((

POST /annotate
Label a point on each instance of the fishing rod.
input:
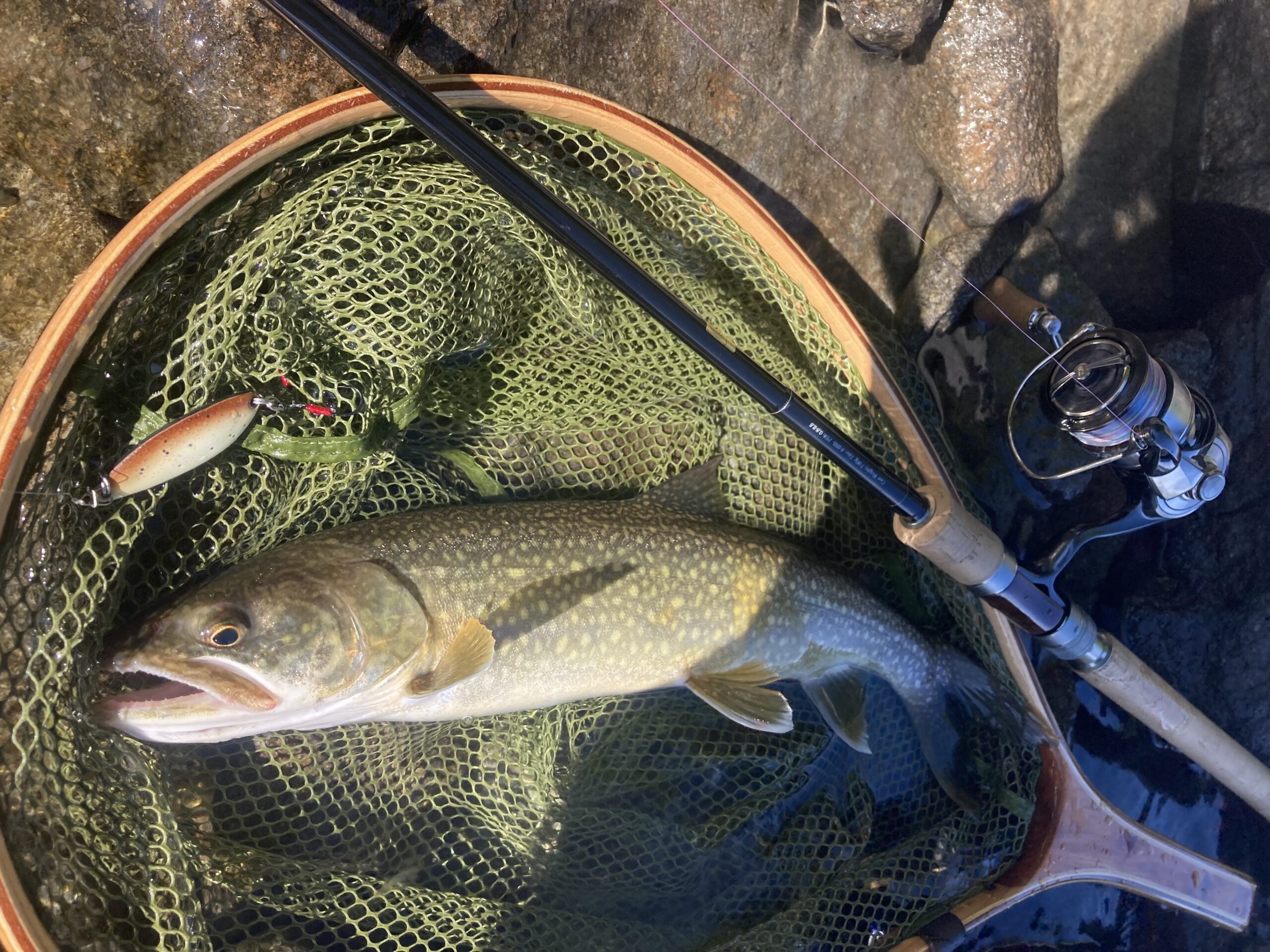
(928, 520)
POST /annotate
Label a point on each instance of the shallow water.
(1164, 791)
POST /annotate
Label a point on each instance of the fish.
(469, 611)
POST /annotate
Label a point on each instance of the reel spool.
(1121, 407)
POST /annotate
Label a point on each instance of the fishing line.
(892, 212)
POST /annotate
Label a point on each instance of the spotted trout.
(472, 611)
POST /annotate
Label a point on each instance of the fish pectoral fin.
(741, 696)
(470, 653)
(840, 697)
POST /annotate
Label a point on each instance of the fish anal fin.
(695, 492)
(741, 696)
(840, 697)
(469, 653)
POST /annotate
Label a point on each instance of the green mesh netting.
(474, 358)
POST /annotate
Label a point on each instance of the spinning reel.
(1122, 408)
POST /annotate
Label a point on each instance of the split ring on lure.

))

> Problem statement
Print all of the entries word for word. Skip any images they contain.

> Output of the exercise
POST /annotate
Label a point on each instance of the fishing rod.
input:
(928, 520)
POST /annotate
Label a point on each instance of the shallow water.
(1164, 791)
POST /annotate
Label a point on each instance of the fish.
(469, 611)
POST /annotate
Label a point on each instance of the reel spool.
(1121, 407)
POST /annotate
Label a point on each instance of the fishing line.
(892, 212)
POST /annotate
Label a point on each instance of the spotted trout.
(472, 611)
POST /annotate
Label a point on each instance of the fish pectoral fin.
(741, 696)
(470, 653)
(840, 697)
POST /annotate
Label a point on each instance of the fish anal fin.
(695, 492)
(741, 696)
(840, 697)
(469, 653)
POST /annotate
Label a point on each instance of the green mesh netting.
(474, 358)
POST /annotate
Label a point on each instance of the spinning reel.
(1122, 408)
POST /annotate
Label a point on each instance of the split ring on lure.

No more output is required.